→ Extracted text:
····················

Summary
Lake Washington School District serves 25,000 students in and around Redmond, Washington, a region entrenched in high-tech—25% of parents work for Microsoft. Starting in 2008-09, LWSD launched an ambitious five-year plan to drive more deeply into teaching the practice and use of technology as a day-to-day tool to encourage students to develop 21st-century skills. Via its ambitious, innovative program, LWSD has achieved the support of 96% of its teaching staff, putting the district firmly on the road to successfully reaching its long-range goals.__________________________________
Case Study: Lake Washington Schools
At Lake Washington School District (LWSD) we serve 25,000 students in and around Redmond, Washington, a region firmly entrenched in high-tech—25% of parents work for Microsoft. Since 1996, the district has successfully passed levies for a fabulous selection of technical resources in every classroom, including interactive whiteboards, projection systems, and desktop technologies for students.I came on board at LWSD in 2007, noting that—despite large-scale staff development—classroom teachers were not leveraging the benefits of interactive technologies as widely as one would expect in such a technically rich environment. That is, while LWSD had embedded technology into teaching practices as deeply as any district I’d seen around the country, there was a lack of depth in comparison with the vast resources available.
That same year, 2007, we began to re-craft expectations district wide—teachers, administrators, etc.—refocusing teachers, curriculum, and resources from what students need to know—the standard approach—to what skills and abilities they need to have—an approach based on the 21st-Century Skills Coalition, actually redefining our functional description of “future-ready student.” We decided to start on the instructional level, reorganizing the work we do, and the way we present the work, and the training and expectations for teachers. At the same time, I was looking at how I could further the use of technology as a learning and instructional tool, which led us into our current project—an ambitious five-year plan to enable safe interaction, collaboration, and communication among our students and their instructors.

····················

→ Information shown:
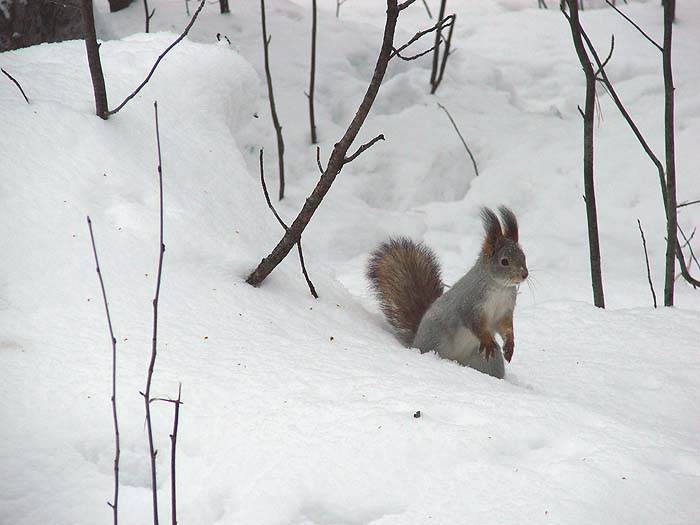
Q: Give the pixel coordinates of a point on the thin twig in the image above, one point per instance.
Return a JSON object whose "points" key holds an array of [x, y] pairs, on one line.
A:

····················

→ Short exercise A: In the Lake Washington School District case study, rewrite the paragraph beginning "That same year, 2007," as a short bulleted list that keeps its main facts.
→ Short exercise B: Carry the Lake Washington School District case study forward from its last sentence with one or two more paragraphs.

→ Expected answer A:
- In 2007, the district began re-crafting expectations district-wide for teachers, administrators, and others.
- It shifted teachers, curriculum, and resources away from the standard focus on what students need to know and toward the skills and abilities they need to have. This approach was based on the 21st-Century Skills Coalition and redefined what a "future-ready student" means.
- The work started at the instructional level: reorganizing the work, how it is presented, and the training and expectations for teachers.
- At the same time, efforts to expand technology as a learning and instructional tool led to the current project. This is a five-year plan to enable safe interaction, collaboration, and communication among students and their instructors.

→ Expected answer B:
To the bargaining table
In 2007, we went to the bargaining table with our teachers, explaining that, from a district perspective, we needed to embed into teaching practice the use of educational technology as a day-to-day tool to encourage students to develop 21st-century skills. We described our view of the future-ready student: prepared for college, prepared for the global workplace, prepared for personal success.In presenting this definition, we actually turned the standard paradigm upside-down. On our student profile, we place the interdisciplinary content knowledge at the bottom of the profile, and we put the interdisciplinary skills and attributes—everything from collaboration to persistence—up at the top.
Year one
As part of these negotiations, we put in place a program starting in 2008-09 that offered teachers an optional stipend if they were able to acquire certain skills using collaborative technology—and then demonstrate the use of those skills with their students. In that first year, we got 96% voluntary participation from the teachers; that is, 96% of the teachers were able to demonstrate the use of the technology and to develop a plan on how to use it in their day-to-day instruction.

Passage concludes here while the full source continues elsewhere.